飲み忘れを防ぐために

多くの薬では、「1日3回食後」であるとか、「1日2回朝食と夕食の後」あるいは「1日1回寝る前」といったように、薬を服用する回数とタイミングが決められています。
しかし、風邪や痛みなど、すぐにでも困った症状をどうにか止めたいといった緊急の状態の時は、まじめに薬を飲んでいても、少し良くなって症状が落ち着いてしまうと、薬のことなどすっかり忘れてしまう…という人は少なくないのではないでしょうか。

そのため風邪を引いて病院にいっても、処方された薬を最後まで飲みきったことがなく、中途半端な薬が家の引き出しにごろごろしているという人も珍しくないでしょう。
もちろん、風邪のように症状が改善されれば薬の服用をやめてもよい病気の場合には、そういった飲み方でも問題はありません。

-*-

**課題**
薬の飲み忘れについての本文をもとに、次の問いに答えてください。
(a) 「1日1回」の例では、薬を服用するタイミングはいつとされていますか。
(b) 処方された薬を最後まで飲みきらない人の場合、中途半端な薬は家のどこにあるとされていますか。
(c) どのような病気の場合なら、途中で服用をやめても問題はないとされていますか。

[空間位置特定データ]
-*-

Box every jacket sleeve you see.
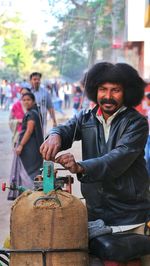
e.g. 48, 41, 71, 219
77, 117, 148, 183
49, 111, 83, 150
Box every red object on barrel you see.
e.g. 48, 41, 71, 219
2, 183, 6, 191
104, 259, 141, 266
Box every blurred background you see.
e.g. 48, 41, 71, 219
0, 0, 150, 82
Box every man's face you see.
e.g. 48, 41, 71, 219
97, 82, 124, 119
30, 75, 41, 89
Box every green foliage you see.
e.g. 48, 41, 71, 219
0, 14, 33, 78
48, 0, 116, 78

-*-

**解答**
(a) 寝る前
(b) 家の引き出し
(c) 風邪のように、症状が改善されれば薬の服用をやめてもよい病気